▶ [Challenge]
Render the data below as a numbered list, starting at the line that contains "Exercise. Mark the light" and continuing through the end of the data, with both of those lines included and blank lines left out. Leave the pictures out of the answer.
##### Entries shown #####
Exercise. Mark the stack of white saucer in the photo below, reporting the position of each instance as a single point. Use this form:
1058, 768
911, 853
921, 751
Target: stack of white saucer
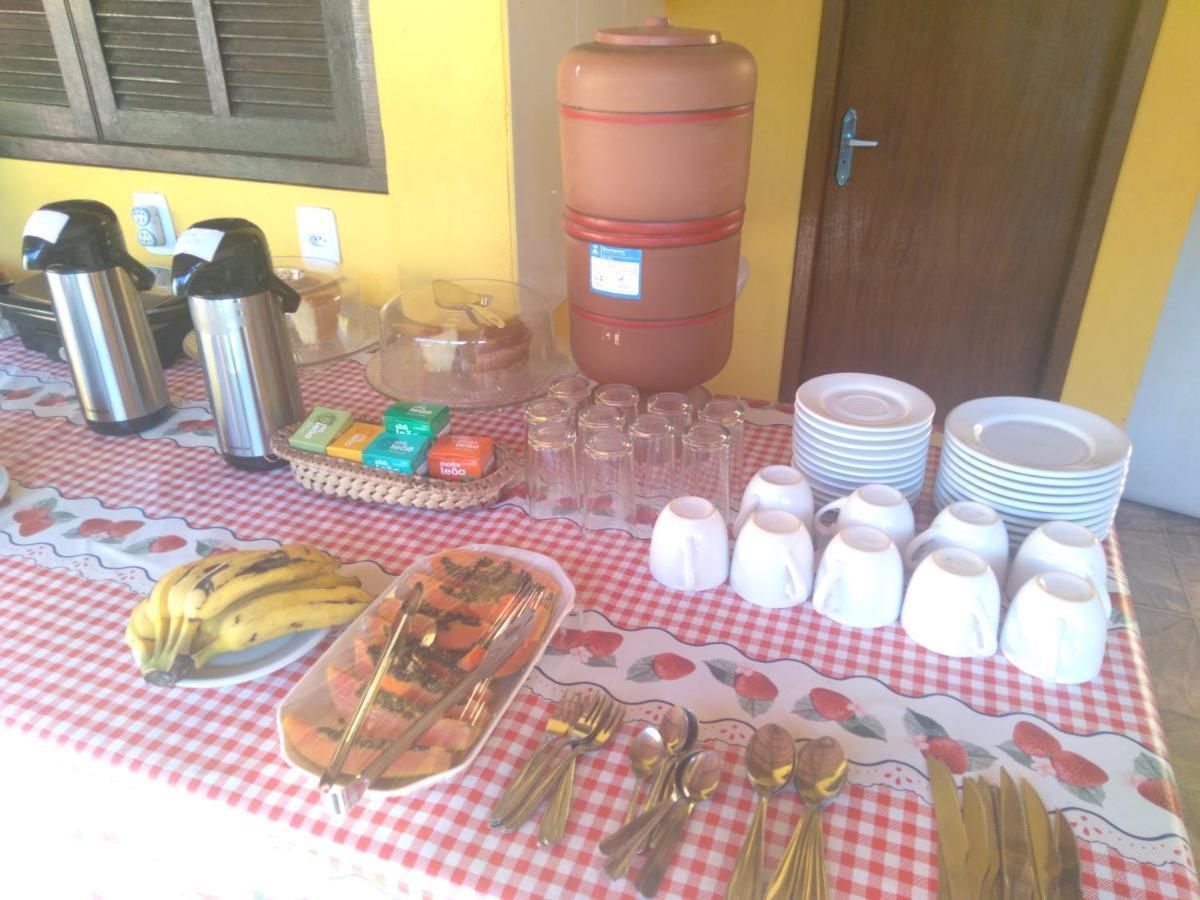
1033, 461
853, 429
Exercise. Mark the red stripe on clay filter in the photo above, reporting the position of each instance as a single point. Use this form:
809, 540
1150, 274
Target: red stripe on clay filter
651, 323
624, 233
691, 115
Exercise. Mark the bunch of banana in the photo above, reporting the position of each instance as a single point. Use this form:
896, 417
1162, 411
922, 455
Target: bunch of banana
237, 600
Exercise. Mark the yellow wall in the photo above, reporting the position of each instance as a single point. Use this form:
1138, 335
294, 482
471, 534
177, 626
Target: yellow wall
1147, 221
1146, 225
443, 99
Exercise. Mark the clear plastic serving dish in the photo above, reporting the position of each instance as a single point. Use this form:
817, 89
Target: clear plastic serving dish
467, 343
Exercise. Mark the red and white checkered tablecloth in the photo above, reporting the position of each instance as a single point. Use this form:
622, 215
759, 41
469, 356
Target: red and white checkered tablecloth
91, 521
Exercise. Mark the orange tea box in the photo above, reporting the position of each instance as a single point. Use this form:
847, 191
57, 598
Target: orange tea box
354, 441
459, 457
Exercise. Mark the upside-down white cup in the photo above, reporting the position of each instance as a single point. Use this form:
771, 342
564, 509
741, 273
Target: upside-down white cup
861, 579
1056, 629
1065, 547
690, 545
777, 487
952, 605
877, 505
773, 559
967, 525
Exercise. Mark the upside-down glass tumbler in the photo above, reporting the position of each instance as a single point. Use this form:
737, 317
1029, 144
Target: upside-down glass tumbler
552, 483
609, 481
706, 466
654, 469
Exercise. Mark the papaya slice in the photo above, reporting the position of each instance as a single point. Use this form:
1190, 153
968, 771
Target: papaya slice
317, 744
390, 715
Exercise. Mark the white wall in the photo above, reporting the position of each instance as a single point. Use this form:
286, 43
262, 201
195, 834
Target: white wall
1164, 421
540, 31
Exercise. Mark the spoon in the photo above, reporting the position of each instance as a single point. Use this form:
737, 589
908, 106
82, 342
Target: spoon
647, 754
821, 771
699, 773
696, 783
771, 759
679, 730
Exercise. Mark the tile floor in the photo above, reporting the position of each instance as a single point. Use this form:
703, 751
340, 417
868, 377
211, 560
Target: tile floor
1162, 553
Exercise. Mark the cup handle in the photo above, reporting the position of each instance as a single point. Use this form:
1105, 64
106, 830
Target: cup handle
821, 593
795, 591
912, 555
744, 514
985, 635
832, 507
689, 562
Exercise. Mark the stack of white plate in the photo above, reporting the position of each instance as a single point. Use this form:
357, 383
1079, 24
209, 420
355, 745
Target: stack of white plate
1033, 460
853, 430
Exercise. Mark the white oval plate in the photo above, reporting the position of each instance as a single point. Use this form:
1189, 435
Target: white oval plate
865, 401
1035, 493
1033, 435
845, 468
899, 453
1044, 480
255, 661
859, 436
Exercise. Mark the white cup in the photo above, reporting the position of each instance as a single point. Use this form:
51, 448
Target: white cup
773, 559
1065, 547
777, 487
952, 605
966, 525
1056, 629
877, 505
861, 579
690, 545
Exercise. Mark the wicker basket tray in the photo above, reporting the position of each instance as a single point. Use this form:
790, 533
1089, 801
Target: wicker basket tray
343, 478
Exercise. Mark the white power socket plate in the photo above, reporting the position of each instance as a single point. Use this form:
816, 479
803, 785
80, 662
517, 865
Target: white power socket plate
318, 234
151, 219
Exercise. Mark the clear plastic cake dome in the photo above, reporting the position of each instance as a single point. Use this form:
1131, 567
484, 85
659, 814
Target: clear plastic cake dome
466, 343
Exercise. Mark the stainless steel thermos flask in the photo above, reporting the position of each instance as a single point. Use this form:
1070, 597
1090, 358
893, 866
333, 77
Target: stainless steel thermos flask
223, 267
94, 286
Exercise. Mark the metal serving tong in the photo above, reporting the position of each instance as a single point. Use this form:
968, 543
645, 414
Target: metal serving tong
505, 636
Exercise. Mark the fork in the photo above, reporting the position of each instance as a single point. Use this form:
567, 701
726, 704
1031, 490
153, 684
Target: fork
569, 730
611, 718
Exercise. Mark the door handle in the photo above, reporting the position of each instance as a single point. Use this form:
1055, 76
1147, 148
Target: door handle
846, 145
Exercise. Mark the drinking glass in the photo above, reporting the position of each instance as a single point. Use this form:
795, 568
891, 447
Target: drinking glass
676, 408
654, 468
573, 390
598, 418
546, 409
552, 483
619, 396
730, 414
609, 481
706, 466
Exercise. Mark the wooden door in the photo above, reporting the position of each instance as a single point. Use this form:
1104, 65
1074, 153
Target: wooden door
958, 255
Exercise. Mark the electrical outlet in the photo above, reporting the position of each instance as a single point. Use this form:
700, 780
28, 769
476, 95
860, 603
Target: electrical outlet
155, 231
318, 234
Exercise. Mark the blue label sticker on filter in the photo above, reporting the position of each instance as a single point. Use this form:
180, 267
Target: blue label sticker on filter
616, 271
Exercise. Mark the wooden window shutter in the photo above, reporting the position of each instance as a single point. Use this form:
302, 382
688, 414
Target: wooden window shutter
263, 77
42, 91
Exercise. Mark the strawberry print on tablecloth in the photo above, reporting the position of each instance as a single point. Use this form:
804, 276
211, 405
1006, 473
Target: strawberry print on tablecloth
1037, 749
930, 737
593, 648
825, 705
755, 691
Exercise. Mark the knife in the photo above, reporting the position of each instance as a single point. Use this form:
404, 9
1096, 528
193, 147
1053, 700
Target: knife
1042, 841
1068, 856
991, 880
979, 837
952, 834
1014, 841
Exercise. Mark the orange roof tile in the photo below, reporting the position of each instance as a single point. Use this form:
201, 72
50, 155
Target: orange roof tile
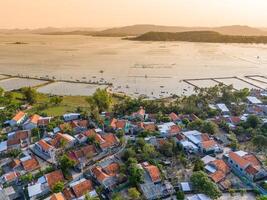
173, 116
34, 119
54, 177
59, 138
113, 168
238, 160
82, 188
11, 176
251, 170
175, 129
252, 159
153, 172
19, 116
44, 121
221, 166
57, 196
31, 164
217, 176
99, 174
208, 144
45, 146
109, 140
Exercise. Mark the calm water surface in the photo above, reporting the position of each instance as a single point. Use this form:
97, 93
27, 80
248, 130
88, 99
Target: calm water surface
151, 68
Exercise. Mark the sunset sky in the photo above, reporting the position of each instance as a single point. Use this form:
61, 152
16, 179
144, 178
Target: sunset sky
111, 13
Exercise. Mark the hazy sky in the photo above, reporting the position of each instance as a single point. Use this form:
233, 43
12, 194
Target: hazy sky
110, 13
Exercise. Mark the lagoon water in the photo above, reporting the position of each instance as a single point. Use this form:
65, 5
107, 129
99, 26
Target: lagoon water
154, 69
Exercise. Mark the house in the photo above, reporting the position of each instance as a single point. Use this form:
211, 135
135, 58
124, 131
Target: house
82, 155
57, 196
152, 171
18, 139
71, 116
153, 188
198, 197
29, 163
79, 126
106, 173
110, 141
223, 108
18, 119
174, 117
81, 187
10, 177
119, 124
253, 100
3, 146
247, 165
202, 141
36, 190
53, 178
169, 129
43, 122
217, 170
63, 140
186, 187
140, 114
46, 149
32, 122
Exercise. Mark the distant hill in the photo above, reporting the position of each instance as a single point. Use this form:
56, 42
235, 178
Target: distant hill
141, 29
199, 36
53, 31
136, 30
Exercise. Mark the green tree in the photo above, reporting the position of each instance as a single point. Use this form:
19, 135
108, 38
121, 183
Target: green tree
116, 196
30, 94
26, 178
202, 183
209, 127
2, 92
65, 164
262, 197
198, 165
253, 121
180, 195
136, 174
58, 187
134, 193
56, 100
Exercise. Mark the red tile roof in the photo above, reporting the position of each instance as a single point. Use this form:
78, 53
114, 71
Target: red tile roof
18, 116
154, 172
34, 119
31, 164
53, 178
112, 169
173, 116
238, 160
221, 166
252, 159
11, 176
99, 174
59, 138
82, 188
110, 140
235, 119
208, 144
175, 129
57, 196
251, 170
217, 176
45, 146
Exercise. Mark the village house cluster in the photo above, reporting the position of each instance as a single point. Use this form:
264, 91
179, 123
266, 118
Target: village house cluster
36, 149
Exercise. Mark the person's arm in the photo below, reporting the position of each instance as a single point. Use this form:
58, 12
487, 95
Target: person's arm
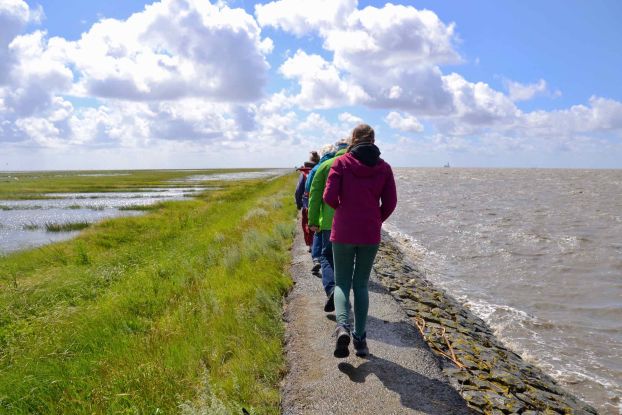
310, 178
333, 185
299, 191
315, 195
388, 196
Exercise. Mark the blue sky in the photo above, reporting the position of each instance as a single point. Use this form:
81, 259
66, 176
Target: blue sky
110, 84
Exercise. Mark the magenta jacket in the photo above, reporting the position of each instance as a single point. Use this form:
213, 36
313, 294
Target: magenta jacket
362, 195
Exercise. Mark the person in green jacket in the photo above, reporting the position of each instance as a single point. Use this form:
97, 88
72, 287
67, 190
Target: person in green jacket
321, 221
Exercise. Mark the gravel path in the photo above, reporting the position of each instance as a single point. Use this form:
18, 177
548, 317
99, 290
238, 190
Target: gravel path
401, 375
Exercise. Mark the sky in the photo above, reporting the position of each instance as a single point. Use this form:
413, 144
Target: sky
121, 84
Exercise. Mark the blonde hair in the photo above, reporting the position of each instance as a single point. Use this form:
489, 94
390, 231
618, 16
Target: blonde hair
328, 148
361, 134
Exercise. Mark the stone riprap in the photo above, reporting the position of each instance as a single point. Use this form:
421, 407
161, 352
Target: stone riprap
489, 376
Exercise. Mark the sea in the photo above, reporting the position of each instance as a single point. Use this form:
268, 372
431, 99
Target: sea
537, 253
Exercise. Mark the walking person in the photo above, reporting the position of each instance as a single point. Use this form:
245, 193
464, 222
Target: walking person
302, 197
326, 152
321, 220
361, 189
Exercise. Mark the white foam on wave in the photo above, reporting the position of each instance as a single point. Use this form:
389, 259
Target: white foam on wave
502, 318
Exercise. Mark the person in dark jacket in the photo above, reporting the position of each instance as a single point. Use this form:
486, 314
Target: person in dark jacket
361, 189
302, 198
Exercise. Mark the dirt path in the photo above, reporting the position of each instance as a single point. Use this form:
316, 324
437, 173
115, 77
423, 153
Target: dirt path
401, 375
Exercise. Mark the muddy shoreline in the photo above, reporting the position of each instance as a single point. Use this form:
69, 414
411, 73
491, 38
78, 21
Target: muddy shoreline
489, 376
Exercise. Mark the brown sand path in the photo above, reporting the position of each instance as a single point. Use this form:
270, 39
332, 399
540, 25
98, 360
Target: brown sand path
401, 375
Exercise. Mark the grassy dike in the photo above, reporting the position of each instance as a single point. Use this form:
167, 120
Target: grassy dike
175, 311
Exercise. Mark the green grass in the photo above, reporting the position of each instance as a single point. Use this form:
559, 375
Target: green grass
35, 185
66, 226
139, 207
175, 311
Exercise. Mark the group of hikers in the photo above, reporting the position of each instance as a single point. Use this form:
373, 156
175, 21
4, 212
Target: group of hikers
345, 192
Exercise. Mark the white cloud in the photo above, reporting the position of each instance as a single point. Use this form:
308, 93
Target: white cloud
14, 14
387, 56
346, 117
403, 122
525, 92
602, 115
173, 49
321, 84
477, 104
301, 17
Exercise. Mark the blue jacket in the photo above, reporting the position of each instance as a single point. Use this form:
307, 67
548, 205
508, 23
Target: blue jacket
325, 157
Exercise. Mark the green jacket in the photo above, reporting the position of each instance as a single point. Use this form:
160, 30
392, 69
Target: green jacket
319, 212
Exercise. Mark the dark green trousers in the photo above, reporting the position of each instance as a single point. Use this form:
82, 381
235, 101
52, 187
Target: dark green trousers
352, 268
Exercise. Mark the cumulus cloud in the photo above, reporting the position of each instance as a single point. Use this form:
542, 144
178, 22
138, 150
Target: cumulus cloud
173, 49
301, 17
178, 70
14, 15
321, 84
346, 117
525, 92
403, 122
402, 43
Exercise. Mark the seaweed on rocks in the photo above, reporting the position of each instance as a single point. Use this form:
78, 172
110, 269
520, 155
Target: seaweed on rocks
489, 376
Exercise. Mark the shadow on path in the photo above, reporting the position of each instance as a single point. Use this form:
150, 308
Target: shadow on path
416, 391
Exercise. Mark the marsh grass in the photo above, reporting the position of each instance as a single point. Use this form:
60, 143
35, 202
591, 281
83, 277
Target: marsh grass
178, 310
42, 185
66, 226
139, 207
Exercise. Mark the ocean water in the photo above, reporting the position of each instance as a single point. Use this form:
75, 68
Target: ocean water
537, 253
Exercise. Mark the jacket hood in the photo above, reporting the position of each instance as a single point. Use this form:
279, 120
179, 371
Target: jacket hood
364, 160
326, 156
366, 153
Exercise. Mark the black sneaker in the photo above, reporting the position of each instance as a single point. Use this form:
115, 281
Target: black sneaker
330, 303
343, 340
360, 345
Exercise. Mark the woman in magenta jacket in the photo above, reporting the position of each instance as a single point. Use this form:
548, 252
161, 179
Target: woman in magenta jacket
361, 189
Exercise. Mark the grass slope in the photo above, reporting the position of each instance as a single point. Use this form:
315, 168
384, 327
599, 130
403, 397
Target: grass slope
175, 311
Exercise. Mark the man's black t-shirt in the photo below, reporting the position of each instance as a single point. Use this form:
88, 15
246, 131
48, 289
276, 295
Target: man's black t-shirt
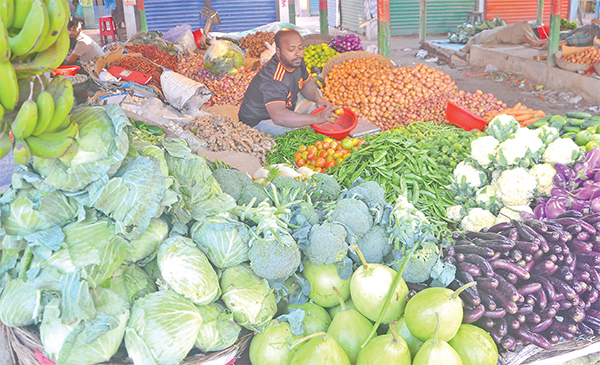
274, 83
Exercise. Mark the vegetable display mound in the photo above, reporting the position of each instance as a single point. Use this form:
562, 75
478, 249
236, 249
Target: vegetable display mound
155, 55
222, 133
389, 97
416, 160
254, 44
142, 65
226, 89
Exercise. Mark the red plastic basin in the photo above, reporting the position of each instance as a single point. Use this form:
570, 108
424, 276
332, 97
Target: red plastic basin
463, 118
348, 120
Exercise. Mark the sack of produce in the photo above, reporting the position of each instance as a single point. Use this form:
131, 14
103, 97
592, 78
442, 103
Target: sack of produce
224, 56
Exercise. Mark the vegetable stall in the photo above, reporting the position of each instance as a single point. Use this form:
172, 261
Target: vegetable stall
424, 243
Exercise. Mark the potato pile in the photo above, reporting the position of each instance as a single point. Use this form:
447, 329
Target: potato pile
587, 57
388, 97
254, 44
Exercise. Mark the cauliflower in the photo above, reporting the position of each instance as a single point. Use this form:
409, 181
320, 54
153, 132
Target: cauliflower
563, 150
477, 219
455, 213
516, 187
484, 149
508, 213
544, 174
473, 177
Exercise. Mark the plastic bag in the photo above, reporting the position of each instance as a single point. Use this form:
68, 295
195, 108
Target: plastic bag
224, 56
267, 54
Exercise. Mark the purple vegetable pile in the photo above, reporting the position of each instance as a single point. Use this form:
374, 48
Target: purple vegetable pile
346, 43
537, 280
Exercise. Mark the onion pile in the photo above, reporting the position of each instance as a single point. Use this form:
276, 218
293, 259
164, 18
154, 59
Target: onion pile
346, 43
254, 44
226, 89
388, 97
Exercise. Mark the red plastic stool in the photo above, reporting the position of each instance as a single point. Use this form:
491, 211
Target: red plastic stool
108, 27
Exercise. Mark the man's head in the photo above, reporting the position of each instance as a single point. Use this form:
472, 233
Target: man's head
288, 47
74, 28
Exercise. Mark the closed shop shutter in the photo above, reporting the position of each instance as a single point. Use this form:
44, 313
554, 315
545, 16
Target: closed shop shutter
514, 11
163, 15
442, 15
352, 14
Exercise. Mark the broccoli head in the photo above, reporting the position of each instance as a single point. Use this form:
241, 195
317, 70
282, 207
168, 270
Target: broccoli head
274, 256
374, 245
354, 214
323, 188
253, 191
231, 181
326, 244
370, 192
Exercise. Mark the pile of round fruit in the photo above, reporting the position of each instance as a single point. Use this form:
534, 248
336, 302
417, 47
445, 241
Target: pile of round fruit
317, 56
326, 154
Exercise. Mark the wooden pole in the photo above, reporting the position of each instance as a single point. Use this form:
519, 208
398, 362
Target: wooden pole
422, 20
383, 27
539, 20
554, 32
323, 16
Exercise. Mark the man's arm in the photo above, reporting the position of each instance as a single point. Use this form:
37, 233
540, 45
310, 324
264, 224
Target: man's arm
287, 118
311, 92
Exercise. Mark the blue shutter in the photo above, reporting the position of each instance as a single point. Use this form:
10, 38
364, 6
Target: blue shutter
163, 15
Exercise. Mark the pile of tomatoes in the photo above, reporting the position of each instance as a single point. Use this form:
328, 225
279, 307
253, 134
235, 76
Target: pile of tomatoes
325, 154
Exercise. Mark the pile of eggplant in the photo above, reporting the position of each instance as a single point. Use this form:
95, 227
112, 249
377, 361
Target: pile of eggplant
537, 281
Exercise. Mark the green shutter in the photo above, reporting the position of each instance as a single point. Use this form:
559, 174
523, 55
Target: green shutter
442, 15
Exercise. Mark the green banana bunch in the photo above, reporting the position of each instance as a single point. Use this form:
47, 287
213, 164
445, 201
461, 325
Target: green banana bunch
45, 106
9, 90
34, 30
21, 152
7, 12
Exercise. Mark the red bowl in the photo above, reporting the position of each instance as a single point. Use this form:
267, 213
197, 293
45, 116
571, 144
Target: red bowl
348, 119
66, 70
463, 118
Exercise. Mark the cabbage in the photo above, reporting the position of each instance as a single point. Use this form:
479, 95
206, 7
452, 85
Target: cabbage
224, 241
19, 303
147, 243
131, 283
187, 270
162, 329
85, 342
248, 297
218, 330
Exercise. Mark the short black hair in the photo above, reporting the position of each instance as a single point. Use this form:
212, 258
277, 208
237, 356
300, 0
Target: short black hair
282, 33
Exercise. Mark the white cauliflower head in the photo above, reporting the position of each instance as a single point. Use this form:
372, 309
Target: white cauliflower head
473, 177
477, 219
484, 149
508, 213
544, 174
563, 150
516, 187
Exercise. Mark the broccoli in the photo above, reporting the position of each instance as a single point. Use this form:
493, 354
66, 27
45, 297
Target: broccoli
323, 188
231, 181
251, 191
274, 256
370, 192
354, 214
327, 244
374, 245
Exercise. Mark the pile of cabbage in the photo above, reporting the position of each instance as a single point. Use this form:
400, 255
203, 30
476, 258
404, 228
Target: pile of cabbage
508, 169
128, 241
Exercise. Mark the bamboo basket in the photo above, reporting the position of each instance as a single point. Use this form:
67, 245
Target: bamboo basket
25, 348
343, 57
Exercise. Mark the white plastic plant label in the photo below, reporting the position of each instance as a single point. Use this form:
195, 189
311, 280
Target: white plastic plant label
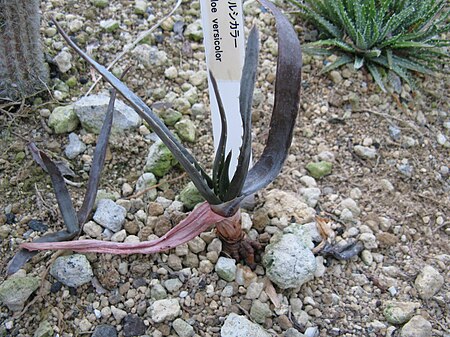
223, 36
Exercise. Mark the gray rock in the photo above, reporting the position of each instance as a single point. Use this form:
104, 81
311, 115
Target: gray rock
417, 327
239, 326
320, 169
197, 245
308, 181
369, 240
441, 138
75, 146
140, 7
167, 309
118, 314
72, 271
194, 31
289, 262
45, 329
291, 332
92, 229
365, 152
400, 312
104, 330
351, 205
159, 160
91, 111
306, 233
15, 291
182, 328
109, 25
100, 3
336, 76
260, 311
252, 8
312, 331
286, 204
428, 282
405, 169
170, 116
311, 195
158, 292
64, 61
226, 268
144, 182
254, 290
190, 196
133, 325
63, 119
198, 78
408, 142
173, 285
150, 56
110, 215
394, 132
186, 130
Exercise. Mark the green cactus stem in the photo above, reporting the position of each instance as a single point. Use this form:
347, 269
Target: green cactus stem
23, 71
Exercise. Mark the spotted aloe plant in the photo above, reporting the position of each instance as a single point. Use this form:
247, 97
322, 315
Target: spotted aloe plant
72, 219
223, 194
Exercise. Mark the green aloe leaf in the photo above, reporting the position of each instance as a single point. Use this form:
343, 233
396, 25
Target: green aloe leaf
245, 100
197, 174
344, 59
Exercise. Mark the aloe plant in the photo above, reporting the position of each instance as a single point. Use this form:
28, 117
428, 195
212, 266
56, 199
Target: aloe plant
73, 220
223, 194
402, 36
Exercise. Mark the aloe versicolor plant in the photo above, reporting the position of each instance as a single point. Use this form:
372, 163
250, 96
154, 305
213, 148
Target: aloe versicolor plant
223, 194
72, 219
401, 36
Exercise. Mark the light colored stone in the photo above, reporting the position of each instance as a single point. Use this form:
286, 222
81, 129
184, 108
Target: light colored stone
226, 268
144, 182
166, 309
289, 262
64, 61
92, 229
110, 215
63, 119
182, 328
399, 312
91, 110
149, 56
239, 326
260, 311
75, 146
15, 291
72, 271
428, 282
417, 327
365, 152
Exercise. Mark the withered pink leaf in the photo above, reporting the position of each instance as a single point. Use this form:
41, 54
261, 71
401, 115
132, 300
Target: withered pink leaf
199, 220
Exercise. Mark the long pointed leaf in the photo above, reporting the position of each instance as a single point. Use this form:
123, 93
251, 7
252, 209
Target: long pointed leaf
180, 153
286, 105
62, 195
98, 163
24, 255
245, 103
220, 152
197, 221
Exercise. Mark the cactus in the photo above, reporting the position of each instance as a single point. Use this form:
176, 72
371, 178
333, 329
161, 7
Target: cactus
23, 71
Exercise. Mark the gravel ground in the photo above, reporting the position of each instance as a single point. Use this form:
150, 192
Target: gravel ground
388, 188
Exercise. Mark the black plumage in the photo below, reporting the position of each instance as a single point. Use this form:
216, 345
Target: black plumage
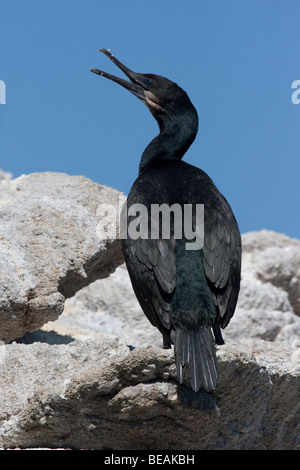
187, 294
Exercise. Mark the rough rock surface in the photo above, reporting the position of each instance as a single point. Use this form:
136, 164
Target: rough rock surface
97, 394
77, 384
52, 243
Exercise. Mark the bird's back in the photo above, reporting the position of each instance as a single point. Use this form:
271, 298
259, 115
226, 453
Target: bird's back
#####
▶ [Response to the exercise]
1. Exercise. Mark the light colored stone in the photo above, reporting the position of each instance as a single point. Use this form:
2. 286, 222
3. 81, 129
4. 184, 108
5. Target: light colored stone
6. 226, 268
7. 144, 182
8. 166, 309
9. 289, 262
10. 64, 61
11. 92, 229
12. 110, 215
13. 63, 119
14. 182, 328
15. 399, 312
16. 91, 110
17. 149, 56
18. 239, 326
19. 260, 311
20. 75, 146
21. 15, 291
22. 72, 271
23. 428, 282
24. 417, 327
25. 365, 152
26. Exercise. Mark the withered pink leaf in the photo above, reporting the position of each instance as a single point. Use this form:
27. 41, 54
28. 261, 71
29. 401, 115
30. 132, 300
31. Target: withered pink leaf
32. 199, 220
33. Exercise. Mark the long pointed leaf in the photo above, reporting the position of each instance as a single point. Use this form:
34. 123, 93
35. 251, 7
36. 252, 209
37. Target: long pointed leaf
38. 180, 153
39. 286, 105
40. 62, 195
41. 98, 163
42. 24, 255
43. 245, 103
44. 220, 152
45. 197, 221
46. Exercise. Mark the cactus in the photo above, reporting the position of each instance as a single point. Use this form:
47. 176, 72
48. 371, 178
49. 333, 329
50. 161, 7
51. Target: cactus
52. 23, 71
53. Exercise. Mark the gravel ground in the photo above, reporting the position of each instance as a single point. Use this form:
54. 150, 192
55. Target: gravel ground
56. 388, 188
57. Exercise. Mark the black plumage in the photo below, reporting the position of each instance as a single point. Use this form:
58. 216, 345
59. Target: black plumage
60. 187, 294
61. Exercise. Mark the rough rock surface in the photo above, reporting the position of each instance as a single point. Use this form:
62. 136, 164
63. Target: rough rock surface
64. 97, 394
65. 77, 384
66. 52, 243
67. Exercise. Mark the bird's back in the photo above, reporting the position of each instance as a single point. Use this form:
68. 271, 298
69. 259, 115
70. 226, 453
71. Target: bird's back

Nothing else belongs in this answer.